Die Datensätze
---------------

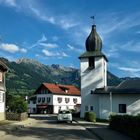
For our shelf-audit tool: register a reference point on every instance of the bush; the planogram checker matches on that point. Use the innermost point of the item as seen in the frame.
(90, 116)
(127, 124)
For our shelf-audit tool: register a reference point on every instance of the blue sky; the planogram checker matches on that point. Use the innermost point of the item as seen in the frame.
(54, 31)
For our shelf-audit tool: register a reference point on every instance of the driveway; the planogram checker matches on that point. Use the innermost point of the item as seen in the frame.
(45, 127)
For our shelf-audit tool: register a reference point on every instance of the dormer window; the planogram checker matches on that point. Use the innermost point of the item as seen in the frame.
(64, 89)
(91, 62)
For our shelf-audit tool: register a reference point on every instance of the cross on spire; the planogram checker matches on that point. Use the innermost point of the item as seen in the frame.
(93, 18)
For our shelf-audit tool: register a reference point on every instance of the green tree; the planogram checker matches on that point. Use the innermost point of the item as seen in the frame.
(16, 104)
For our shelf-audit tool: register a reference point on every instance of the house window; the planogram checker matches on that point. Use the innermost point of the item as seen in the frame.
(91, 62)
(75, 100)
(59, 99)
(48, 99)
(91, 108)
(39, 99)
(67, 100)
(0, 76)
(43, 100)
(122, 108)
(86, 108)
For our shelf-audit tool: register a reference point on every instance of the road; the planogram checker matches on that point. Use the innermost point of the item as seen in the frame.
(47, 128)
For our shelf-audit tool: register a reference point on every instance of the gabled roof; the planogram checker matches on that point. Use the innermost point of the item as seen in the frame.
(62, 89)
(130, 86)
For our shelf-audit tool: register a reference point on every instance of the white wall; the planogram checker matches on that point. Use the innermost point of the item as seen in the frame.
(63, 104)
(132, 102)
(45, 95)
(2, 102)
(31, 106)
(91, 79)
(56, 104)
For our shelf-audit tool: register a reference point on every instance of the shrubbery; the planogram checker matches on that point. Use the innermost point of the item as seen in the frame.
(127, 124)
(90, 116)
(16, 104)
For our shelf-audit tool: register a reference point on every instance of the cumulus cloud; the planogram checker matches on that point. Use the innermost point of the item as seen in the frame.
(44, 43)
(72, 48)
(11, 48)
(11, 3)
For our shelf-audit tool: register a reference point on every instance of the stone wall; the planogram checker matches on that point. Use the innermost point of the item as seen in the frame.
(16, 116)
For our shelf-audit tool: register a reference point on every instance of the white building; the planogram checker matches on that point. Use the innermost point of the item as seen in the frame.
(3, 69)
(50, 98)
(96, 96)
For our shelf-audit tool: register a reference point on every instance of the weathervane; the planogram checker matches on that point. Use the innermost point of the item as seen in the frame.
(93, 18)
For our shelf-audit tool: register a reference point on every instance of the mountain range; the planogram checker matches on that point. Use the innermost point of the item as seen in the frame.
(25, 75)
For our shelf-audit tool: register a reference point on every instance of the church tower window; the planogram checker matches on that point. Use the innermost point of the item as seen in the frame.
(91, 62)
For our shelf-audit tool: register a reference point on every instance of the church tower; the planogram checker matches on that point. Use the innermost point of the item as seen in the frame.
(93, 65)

---------------

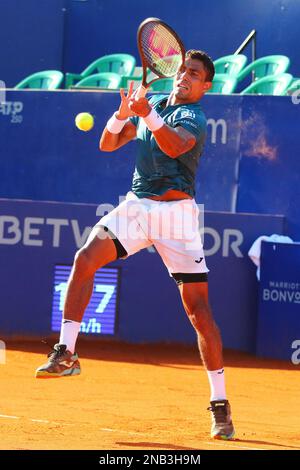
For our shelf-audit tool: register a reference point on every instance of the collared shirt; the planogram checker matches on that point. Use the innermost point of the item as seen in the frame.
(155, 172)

---------------

Die Aufgabe
Gib nur die Zahl der Zeilen in den Datensätzen an, die die Zeichenfolge „tree“ enthalten, wobei Groß- und Kleinschreibung zählt.

Erledigte Aufgabe
1